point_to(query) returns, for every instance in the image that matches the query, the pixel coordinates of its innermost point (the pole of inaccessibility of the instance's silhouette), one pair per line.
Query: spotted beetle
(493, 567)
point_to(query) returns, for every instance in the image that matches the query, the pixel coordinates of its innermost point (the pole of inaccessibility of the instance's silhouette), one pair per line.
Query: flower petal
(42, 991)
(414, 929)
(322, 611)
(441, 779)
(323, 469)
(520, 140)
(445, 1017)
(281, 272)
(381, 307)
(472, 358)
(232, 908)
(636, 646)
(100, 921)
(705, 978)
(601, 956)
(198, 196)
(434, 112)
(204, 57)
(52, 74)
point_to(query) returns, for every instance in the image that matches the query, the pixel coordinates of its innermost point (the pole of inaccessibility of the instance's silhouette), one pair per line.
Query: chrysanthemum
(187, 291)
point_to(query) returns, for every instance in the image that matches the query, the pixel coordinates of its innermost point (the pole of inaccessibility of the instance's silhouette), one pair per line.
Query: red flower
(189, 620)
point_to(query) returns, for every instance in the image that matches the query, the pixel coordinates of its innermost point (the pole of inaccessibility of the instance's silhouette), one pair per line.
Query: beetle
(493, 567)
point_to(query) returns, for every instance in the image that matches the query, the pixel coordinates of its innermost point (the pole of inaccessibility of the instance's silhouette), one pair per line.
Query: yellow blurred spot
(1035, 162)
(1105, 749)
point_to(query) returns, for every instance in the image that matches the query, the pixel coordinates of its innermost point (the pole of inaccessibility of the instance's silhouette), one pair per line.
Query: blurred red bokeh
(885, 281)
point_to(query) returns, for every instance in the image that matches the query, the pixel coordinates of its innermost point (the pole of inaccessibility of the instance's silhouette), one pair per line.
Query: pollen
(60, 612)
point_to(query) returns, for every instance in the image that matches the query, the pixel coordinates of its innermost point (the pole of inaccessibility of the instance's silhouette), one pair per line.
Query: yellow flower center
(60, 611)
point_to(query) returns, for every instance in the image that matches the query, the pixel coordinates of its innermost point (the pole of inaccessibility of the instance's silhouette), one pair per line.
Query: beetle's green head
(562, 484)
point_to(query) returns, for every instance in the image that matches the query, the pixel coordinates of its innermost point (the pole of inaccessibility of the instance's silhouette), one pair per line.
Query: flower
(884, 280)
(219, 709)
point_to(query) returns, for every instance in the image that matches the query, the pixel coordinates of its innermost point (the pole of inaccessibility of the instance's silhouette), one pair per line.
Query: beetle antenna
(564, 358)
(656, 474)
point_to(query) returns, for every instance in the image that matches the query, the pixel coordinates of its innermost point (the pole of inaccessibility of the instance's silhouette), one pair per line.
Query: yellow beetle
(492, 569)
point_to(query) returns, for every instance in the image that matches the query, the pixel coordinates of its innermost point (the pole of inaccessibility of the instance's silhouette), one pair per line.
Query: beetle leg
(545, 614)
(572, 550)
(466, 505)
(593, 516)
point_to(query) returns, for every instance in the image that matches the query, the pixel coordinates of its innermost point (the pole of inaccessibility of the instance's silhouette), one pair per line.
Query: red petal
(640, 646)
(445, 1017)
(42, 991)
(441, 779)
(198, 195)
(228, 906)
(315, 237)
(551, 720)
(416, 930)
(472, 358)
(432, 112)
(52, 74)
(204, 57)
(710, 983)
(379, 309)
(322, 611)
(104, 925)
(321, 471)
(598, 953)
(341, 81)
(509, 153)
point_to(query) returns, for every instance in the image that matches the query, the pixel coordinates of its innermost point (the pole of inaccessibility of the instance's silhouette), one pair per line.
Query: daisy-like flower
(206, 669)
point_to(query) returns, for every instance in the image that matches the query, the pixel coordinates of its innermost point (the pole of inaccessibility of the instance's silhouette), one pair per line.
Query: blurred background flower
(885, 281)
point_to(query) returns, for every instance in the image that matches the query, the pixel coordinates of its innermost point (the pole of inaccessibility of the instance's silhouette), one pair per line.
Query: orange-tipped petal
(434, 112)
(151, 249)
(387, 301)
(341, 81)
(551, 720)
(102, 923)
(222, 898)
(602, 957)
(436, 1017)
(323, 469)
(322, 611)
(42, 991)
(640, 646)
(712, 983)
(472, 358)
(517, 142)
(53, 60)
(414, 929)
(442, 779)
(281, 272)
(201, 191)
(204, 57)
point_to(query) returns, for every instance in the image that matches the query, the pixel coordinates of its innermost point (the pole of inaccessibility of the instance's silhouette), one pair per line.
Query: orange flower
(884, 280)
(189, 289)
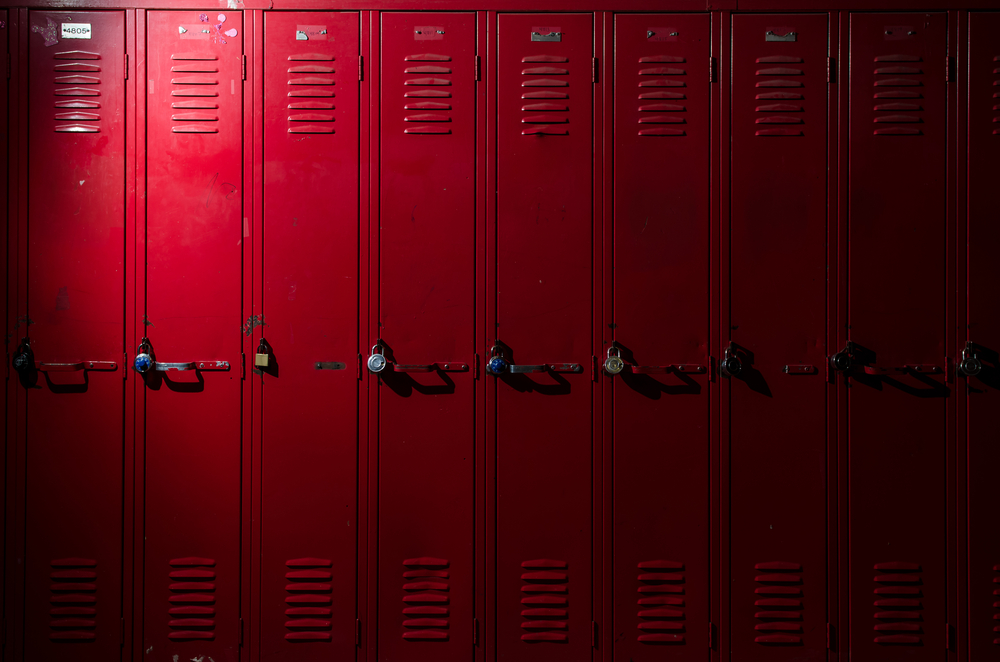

Stated exercise:
Please count the lines in the rows above that contain the string "yellow", matching case exactly, and reply with only that number.

Solution below:
3